#### RECORDS SHOWN
::::::
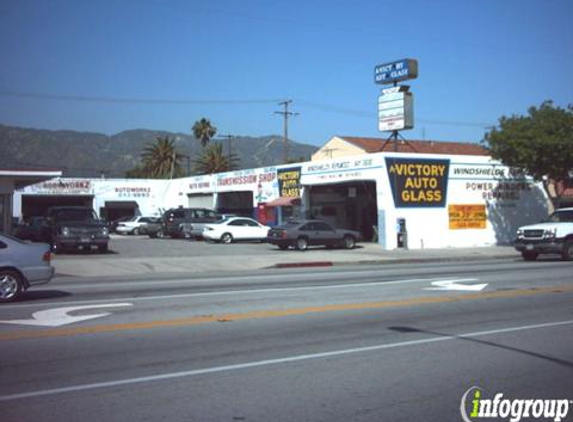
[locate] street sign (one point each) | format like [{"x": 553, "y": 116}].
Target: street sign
[
  {"x": 395, "y": 110},
  {"x": 396, "y": 71}
]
::::::
#### WHAT TO PRODUCE
Set out the material once more, exact in every line, with no images.

#### RESPONSE AREA
[locate] street sign (one point each) | format like [{"x": 553, "y": 116}].
Target: street sign
[
  {"x": 395, "y": 110},
  {"x": 396, "y": 71}
]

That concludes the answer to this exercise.